_Challenge_:
Every entry below should be printed exactly, without its images.

[Pointing dataset records]
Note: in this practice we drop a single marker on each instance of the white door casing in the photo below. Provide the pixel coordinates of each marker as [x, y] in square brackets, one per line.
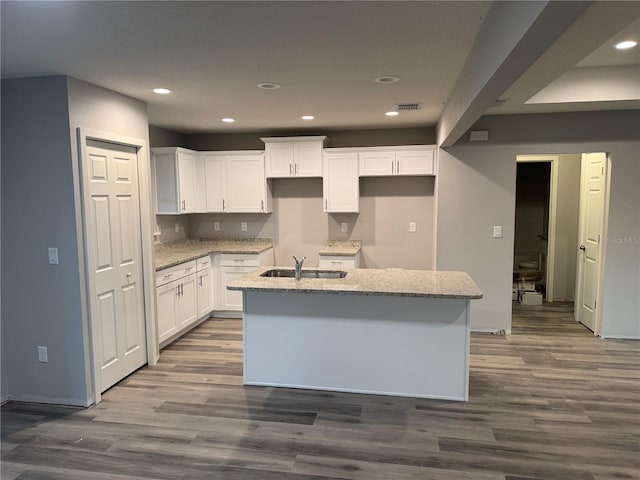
[114, 261]
[591, 235]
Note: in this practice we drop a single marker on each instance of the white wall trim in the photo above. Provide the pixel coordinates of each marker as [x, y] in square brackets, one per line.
[148, 269]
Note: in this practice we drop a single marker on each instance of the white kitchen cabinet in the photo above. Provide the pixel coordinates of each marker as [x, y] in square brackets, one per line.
[215, 183]
[340, 182]
[392, 161]
[293, 156]
[231, 267]
[176, 299]
[339, 261]
[204, 286]
[179, 182]
[235, 182]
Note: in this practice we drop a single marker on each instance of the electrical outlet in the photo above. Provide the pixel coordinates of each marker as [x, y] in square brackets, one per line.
[42, 355]
[53, 256]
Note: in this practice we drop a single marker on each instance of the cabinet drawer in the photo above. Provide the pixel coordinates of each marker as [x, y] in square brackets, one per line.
[239, 260]
[203, 263]
[170, 274]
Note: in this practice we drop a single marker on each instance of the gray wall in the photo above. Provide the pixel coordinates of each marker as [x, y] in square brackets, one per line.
[161, 137]
[42, 303]
[476, 191]
[335, 138]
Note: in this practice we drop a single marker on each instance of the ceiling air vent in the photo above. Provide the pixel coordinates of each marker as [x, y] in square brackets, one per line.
[406, 107]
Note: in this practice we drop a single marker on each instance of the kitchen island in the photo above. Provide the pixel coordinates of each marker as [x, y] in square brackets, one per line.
[388, 332]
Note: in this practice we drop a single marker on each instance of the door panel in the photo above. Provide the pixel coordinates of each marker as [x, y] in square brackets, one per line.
[591, 233]
[114, 241]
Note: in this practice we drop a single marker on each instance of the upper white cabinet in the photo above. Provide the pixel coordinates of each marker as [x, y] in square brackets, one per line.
[390, 161]
[293, 156]
[340, 184]
[179, 181]
[235, 182]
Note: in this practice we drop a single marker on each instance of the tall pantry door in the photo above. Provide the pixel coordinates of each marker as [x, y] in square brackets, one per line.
[113, 239]
[592, 205]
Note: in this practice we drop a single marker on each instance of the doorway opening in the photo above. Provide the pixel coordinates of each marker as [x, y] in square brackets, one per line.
[560, 219]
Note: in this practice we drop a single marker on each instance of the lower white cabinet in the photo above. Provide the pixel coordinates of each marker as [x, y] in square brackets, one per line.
[204, 286]
[184, 294]
[232, 299]
[233, 266]
[339, 261]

_Solution for this task_:
Note: in this practice we drop a single marker on each instance of the white door casing in the photo below. Provide the pixel coordinates of each marker as [x, y] in square brackets, one per line.
[114, 261]
[591, 235]
Note: in this practice we drop a single marker on each instance of the white wall trim in the photo above. Provide the pixel coordinates of each marker as [x, y] in square brackets, one per line.
[148, 269]
Note: in this practice we drop a single marker on each instance of the white kitchen cabinet in the photo above. Provide the pixel coordinates of each marker as [x, y] in square brackets, one per line.
[215, 183]
[340, 182]
[392, 161]
[293, 156]
[231, 267]
[176, 299]
[339, 261]
[204, 286]
[179, 182]
[235, 182]
Note: in this practice we drop a single marker on each instance of the electrical outlet in the photo above. Provide the pixel coordinates of each marker as [x, y] in square brackets, one per line.
[42, 355]
[53, 256]
Note: in this practice we drop a single marker on each instance of the cabinet drawer in the photo above. Provide the pixel coordinates of each marker as [x, y] in square brackets, one per line.
[239, 260]
[203, 263]
[170, 274]
Note: in this practice we drop a single marker on each instance of the gray wall in the photo above. Provide the pixel coordinates of each marker as [x, y] in square brackets, one per line.
[161, 137]
[42, 303]
[476, 191]
[335, 138]
Note: in this practice we drop a single marker on each instance of the ceiling air vent in the photo above. Provide the pixel coordinates of each marker as [x, y] in square brackets, one per line.
[406, 107]
Note: in this practice we drop a single marker on each instance of the kitchen island in the photo above. Provide the pixel coordinates of each marker as [x, y] in square brackets, one per line.
[388, 332]
Note: in this practice we drop a single marker on each instance of the door panel in the photo above. Provide the pixel coordinates of each marker as [x, y] in square brackets, one per line.
[591, 233]
[114, 241]
Note: in this practice we drop a single marker on each instance of the upper white cabinet in the photo above. Provide the pixel coordinates of each marker as [x, y] in square brackets, one per line.
[390, 161]
[293, 156]
[340, 184]
[179, 181]
[235, 182]
Note: in this practice we drop a single marker on each instance of the tall pantry door in the photo above. Provide the pixel coordinates of each marker as [x, y] in square brackets, one per line.
[113, 239]
[592, 205]
Note: in this practice we drop a single marker on each instance of the doorway opening in the photo above. Provide the pixel coordinates of each marker as [x, y] in square brackets, one per line.
[560, 219]
Note: in this practice we drop a single marker on each instance of the lower white cabinet in the photo above. Provide the pixel coordinates of each marker as [x, y] in square brackets, one per line.
[204, 286]
[184, 294]
[232, 299]
[233, 266]
[339, 261]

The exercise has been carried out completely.